== WRITTEN EXERCISE 1 ==
List every line of the records that contains the string "green", treating uppercase and lowercase letters as different.

== GIVEN PASSAGE ==
◆ ◆ ◆ ◆ ◆
# How many people learned MA through Seminars (no school ) only?



## mcjon77 (Jul 29, 2004)

Hey all,

I was wondering how many of the MA practitioners on this board recieved MA training through Seminars and Camps, and didn't attend a school that taught it.   If you learned this way, how many camps did you find yourself attending a year?  Also, how did you practice what you learned in between camps?  Would you advise this method to others as a viable way of learning modern arnis?  If so, what recomendations would you give to those that are following this path?

Thanks,

Jon


----------



## Rob Broad (Jul 29, 2004)

I don't see how anybody could effectively learn this way.  You need an instructor for feedback.


----------



## mcjon77 (Jul 29, 2004)

Rob Broad said:
			
		

> I don't see how anybody could effectively learn this way.  Yiy need an instructor for feedback.



I know that at least SOME of the Modern Arnis Players had to learn this way, as Prof. Presas never had a formal school in the US.  What I would like to find out is how they adapted to that training method, and what they would do differently now.


Jon


----------



## Rob Broad (Jul 29, 2004)

I am quite sure these guys had someone to continually prcatice on after the seminars, and were probably part of an established school somewhere.


----------



## Gary Crawford (Jul 29, 2004)

I did the seminar only thing for about a year,but I wouldnt recomended it to anyone who isn't a seasoned MA.I do better when I get to train regularly.


----------



## Dan Anderson (Jul 29, 2004)

mcjon77 said:
			
		

> I know that at least SOME of the Modern Arnis Players had to learn this way, as Prof. Presas never had a formal school in the US.  What I would like to find out is how they adapted to that training method, and what they would do differently now.
◆ ◆ ◆ ◆ ◆
== DATA FOR THIS TASK ==
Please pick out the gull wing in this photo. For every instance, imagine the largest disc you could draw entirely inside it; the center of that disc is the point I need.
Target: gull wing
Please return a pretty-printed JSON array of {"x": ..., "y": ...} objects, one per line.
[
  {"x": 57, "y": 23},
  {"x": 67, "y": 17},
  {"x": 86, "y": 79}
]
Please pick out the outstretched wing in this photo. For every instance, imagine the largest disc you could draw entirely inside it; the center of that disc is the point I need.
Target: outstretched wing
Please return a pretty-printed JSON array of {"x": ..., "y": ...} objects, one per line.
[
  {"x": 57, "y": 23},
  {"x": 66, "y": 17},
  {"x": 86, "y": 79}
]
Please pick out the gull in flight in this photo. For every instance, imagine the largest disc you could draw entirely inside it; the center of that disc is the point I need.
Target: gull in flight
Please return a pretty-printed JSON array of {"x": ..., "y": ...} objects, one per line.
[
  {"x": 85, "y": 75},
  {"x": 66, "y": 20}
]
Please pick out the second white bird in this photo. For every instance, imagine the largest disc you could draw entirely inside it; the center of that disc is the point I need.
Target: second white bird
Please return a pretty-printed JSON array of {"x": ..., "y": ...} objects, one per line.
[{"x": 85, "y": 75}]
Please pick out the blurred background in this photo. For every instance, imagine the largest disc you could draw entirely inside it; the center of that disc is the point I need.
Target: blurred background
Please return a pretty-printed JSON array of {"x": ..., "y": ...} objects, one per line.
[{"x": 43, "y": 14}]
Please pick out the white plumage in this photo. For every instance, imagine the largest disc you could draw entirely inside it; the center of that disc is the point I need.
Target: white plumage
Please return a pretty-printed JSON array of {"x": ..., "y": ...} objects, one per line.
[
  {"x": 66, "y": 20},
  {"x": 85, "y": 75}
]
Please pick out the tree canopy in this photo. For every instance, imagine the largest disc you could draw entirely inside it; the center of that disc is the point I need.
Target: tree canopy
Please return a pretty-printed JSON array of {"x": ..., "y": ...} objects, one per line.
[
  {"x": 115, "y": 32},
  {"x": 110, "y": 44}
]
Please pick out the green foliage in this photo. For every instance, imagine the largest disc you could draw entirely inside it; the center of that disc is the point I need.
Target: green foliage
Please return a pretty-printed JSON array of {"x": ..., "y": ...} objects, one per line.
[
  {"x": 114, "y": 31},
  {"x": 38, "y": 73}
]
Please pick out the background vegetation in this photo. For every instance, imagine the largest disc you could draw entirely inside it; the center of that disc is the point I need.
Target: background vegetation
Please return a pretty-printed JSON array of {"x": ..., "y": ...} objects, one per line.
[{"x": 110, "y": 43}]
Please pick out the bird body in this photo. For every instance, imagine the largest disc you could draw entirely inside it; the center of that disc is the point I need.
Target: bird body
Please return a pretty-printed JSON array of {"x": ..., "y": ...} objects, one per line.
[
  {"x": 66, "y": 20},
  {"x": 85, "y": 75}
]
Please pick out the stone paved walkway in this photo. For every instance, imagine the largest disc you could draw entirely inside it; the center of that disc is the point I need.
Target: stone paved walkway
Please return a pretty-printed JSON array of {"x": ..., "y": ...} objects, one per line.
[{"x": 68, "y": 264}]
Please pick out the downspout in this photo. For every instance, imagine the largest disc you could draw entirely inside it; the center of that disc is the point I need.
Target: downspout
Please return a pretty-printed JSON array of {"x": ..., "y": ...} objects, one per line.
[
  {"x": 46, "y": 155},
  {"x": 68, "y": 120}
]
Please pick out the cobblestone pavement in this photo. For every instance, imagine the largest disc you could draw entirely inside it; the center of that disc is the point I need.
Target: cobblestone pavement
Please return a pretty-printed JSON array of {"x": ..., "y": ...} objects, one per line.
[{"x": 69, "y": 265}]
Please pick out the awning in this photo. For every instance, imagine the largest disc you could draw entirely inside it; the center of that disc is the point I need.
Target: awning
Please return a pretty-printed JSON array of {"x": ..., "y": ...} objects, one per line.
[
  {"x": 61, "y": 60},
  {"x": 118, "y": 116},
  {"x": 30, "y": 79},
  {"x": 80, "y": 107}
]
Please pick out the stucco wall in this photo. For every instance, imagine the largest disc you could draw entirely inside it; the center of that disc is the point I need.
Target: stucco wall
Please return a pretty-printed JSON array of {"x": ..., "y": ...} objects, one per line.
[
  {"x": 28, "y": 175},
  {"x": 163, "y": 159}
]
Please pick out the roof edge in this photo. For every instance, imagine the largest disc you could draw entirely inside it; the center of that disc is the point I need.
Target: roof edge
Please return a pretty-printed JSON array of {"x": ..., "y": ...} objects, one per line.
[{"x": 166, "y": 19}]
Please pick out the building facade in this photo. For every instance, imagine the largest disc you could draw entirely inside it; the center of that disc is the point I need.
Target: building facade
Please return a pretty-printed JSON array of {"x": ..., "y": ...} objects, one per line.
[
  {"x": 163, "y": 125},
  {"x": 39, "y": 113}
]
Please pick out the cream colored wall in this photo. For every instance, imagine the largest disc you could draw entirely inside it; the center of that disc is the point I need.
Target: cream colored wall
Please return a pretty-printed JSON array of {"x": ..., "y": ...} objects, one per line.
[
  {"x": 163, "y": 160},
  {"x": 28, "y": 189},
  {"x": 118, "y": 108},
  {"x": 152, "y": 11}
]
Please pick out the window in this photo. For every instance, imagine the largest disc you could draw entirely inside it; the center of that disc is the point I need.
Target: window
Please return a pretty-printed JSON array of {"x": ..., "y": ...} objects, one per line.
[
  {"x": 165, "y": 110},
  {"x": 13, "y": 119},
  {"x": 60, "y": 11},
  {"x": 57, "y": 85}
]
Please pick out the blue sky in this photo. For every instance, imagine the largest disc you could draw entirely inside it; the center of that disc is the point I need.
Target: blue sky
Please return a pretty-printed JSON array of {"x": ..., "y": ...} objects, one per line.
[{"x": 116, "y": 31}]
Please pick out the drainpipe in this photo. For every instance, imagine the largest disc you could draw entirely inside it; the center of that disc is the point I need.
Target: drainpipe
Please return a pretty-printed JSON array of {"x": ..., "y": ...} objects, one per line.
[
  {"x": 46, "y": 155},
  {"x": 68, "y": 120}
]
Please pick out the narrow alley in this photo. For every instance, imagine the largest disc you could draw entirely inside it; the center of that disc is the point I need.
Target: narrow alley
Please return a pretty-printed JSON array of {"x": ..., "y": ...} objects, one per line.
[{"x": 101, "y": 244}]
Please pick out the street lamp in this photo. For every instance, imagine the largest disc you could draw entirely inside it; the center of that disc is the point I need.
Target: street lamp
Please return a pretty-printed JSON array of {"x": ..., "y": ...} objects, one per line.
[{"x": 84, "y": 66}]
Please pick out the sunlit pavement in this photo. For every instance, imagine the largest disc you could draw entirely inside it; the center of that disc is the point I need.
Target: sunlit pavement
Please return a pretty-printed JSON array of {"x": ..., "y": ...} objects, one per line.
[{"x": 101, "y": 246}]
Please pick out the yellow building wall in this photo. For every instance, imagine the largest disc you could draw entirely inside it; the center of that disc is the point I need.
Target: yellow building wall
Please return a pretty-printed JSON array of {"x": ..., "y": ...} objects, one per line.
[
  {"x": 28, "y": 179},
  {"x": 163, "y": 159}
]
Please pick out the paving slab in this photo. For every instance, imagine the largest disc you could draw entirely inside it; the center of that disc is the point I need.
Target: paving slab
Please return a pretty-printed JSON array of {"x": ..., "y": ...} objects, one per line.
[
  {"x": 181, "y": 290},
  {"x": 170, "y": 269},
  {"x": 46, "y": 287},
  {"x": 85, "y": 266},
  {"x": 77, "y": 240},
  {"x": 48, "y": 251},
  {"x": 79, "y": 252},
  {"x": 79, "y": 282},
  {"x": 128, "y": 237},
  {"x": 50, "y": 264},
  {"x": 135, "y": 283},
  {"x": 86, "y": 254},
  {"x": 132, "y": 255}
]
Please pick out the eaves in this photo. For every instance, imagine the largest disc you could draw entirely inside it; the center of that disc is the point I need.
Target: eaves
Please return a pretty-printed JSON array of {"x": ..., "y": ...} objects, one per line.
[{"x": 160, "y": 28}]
◆ ◆ ◆ ◆ ◆
== WRITTEN EXERCISE 2 ==
Answer these questions using the forum thread on learning Modern Arnis through seminars:
(a) In his first reply, what does Rob Broad say a learner needs?
(b) According to mcjon77, why must some Modern Arnis players have learned through seminars?
(c) For how long did Gary Crawford follow the seminar-only approach?

== RIGHT ANSWER 1 ==
Please pick out the green foliage in this photo. For every instance, imagine the largest disc you could draw entirely inside it; the center of that disc is the point I need.
Target: green foliage

== RIGHT ANSWER 2 ==
(a) An instructor for feedback.
(b) Because Prof. Presas never had a formal school in the US.
(c) For about a year.